◆ Excerpted text
Take a look at the banner new releases we’re recommending from this spring, as well as books we’re looking forward to in the coming months
Memorial Day Weekend marks the unofficial summer kickoff, and for observant Jews, the long weekend is made even longer with the two-day holiday of Shavuot, starting Thursday evening, which commemorates the day the Jews received the Torah at Mount Sinai.
Jews mark the day by studying at all-night learning sessions at synagogues and JCCs around the country. We know that many will also use the occasion to jump-start summer reading goals, so the Jewish Insider team has compiled our summer reading list — beginning with some banner new releases from this spring, and looking towards books coming out this summer.
RECENT RELEASES:
Allegra Goodman, This Is Not About Us (February)
The author of several novels with heavily Jewish themes, Goodman returns to Jewish characters in this novel about a decades-long feud between two Jewish sisters that started with a misunderstanding about apple cake.
Mark Oppenheimer, Judy Blume: A Life (March)
The journalist published the definitive biography of beloved YA author Judy Blume, based on more than 100 interviews with Blume and her inner circle — though she disapproved of the finished product.
Nicholas Lemann, Returning: A Search for Home Across Three Centuries (March)

◆ Supplied records
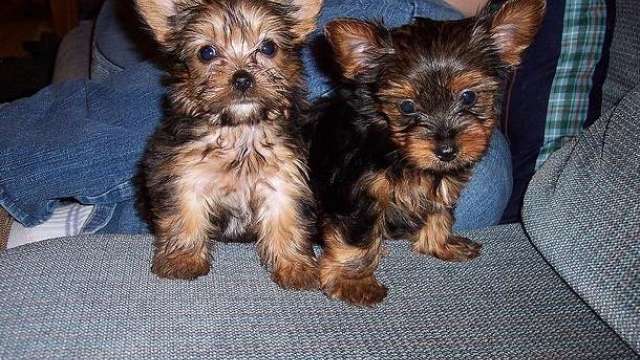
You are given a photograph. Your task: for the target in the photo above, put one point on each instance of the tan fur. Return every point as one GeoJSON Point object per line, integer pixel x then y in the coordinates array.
{"type": "Point", "coordinates": [307, 15]}
{"type": "Point", "coordinates": [346, 272]}
{"type": "Point", "coordinates": [355, 43]}
{"type": "Point", "coordinates": [249, 171]}
{"type": "Point", "coordinates": [514, 27]}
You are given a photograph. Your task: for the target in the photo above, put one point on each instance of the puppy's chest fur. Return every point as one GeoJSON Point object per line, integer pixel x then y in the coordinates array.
{"type": "Point", "coordinates": [406, 201]}
{"type": "Point", "coordinates": [242, 172]}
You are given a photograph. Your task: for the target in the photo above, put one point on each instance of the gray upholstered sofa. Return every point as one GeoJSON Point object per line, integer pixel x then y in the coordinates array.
{"type": "Point", "coordinates": [564, 284]}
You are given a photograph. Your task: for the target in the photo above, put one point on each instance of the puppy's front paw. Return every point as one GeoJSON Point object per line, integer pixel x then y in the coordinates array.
{"type": "Point", "coordinates": [297, 276]}
{"type": "Point", "coordinates": [365, 291]}
{"type": "Point", "coordinates": [457, 249]}
{"type": "Point", "coordinates": [186, 266]}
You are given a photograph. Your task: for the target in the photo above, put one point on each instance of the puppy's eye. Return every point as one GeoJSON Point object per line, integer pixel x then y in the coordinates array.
{"type": "Point", "coordinates": [408, 107]}
{"type": "Point", "coordinates": [268, 48]}
{"type": "Point", "coordinates": [468, 98]}
{"type": "Point", "coordinates": [208, 53]}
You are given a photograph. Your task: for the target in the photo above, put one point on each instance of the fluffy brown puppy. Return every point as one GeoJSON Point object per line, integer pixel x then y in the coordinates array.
{"type": "Point", "coordinates": [422, 101]}
{"type": "Point", "coordinates": [228, 162]}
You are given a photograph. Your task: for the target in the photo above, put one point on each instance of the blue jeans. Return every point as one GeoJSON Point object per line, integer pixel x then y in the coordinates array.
{"type": "Point", "coordinates": [82, 140]}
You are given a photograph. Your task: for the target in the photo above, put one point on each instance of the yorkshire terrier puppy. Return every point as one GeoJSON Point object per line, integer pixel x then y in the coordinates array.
{"type": "Point", "coordinates": [228, 162]}
{"type": "Point", "coordinates": [422, 101]}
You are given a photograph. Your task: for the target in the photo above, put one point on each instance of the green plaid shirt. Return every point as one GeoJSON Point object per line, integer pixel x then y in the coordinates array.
{"type": "Point", "coordinates": [582, 41]}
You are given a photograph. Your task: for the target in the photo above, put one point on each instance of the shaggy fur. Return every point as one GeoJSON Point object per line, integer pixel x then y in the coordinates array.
{"type": "Point", "coordinates": [422, 101]}
{"type": "Point", "coordinates": [228, 162]}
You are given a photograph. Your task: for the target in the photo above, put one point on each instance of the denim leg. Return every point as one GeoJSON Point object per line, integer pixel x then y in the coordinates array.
{"type": "Point", "coordinates": [77, 140]}
{"type": "Point", "coordinates": [484, 199]}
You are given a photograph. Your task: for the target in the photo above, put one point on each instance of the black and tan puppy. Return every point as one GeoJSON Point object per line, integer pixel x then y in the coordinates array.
{"type": "Point", "coordinates": [422, 101]}
{"type": "Point", "coordinates": [228, 163]}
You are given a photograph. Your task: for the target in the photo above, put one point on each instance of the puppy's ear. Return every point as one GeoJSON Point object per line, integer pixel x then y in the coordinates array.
{"type": "Point", "coordinates": [359, 46]}
{"type": "Point", "coordinates": [514, 26]}
{"type": "Point", "coordinates": [306, 13]}
{"type": "Point", "coordinates": [158, 14]}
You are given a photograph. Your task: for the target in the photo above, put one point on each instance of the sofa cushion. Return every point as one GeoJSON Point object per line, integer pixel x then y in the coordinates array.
{"type": "Point", "coordinates": [582, 211]}
{"type": "Point", "coordinates": [94, 297]}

◆ Goal
Pick up the summer reading list from the point where it stops and continue it.

◆ The answer
The longtime New Yorker staff writer traces his family’s history from Germany to New Orleans, recounting the ways they reckoned with religion, race and belonging.
Matti Friedman, Out of the Sky: Heroism and Rebirth in Nazi Europe (March)
One of Israel’s most celebrated English-language writers tells the story of the young Jews who had made it to Mandate Palestine but chose to parachute into Nazi Europe to try to rescue their Jewish brethren — ultimately failing in their mission — and examines what motivated them.
Daniela Gerson, The Wanderers: A Story of Exile, Survival, and Unexpected Love in the Shadow of World War II (March)
The journalist recounts the story of how she and her wife discovered that decades before the two of them met, their grandparents had escaped the Nazis through Soviet Russia on the same route.
Judy Batalion, The Last Woman of Warsaw: A Novel (April)
Better known for her nonfiction work, including a 2021 bestseller about Jewish female resistance fighters in the ghettos of Poland, Judy Batalion released her debut novel about the intersecting lives of Jewish women in Warsaw in the late 1930s.
Rachel Goldberg-Polin, When We See You Again (April)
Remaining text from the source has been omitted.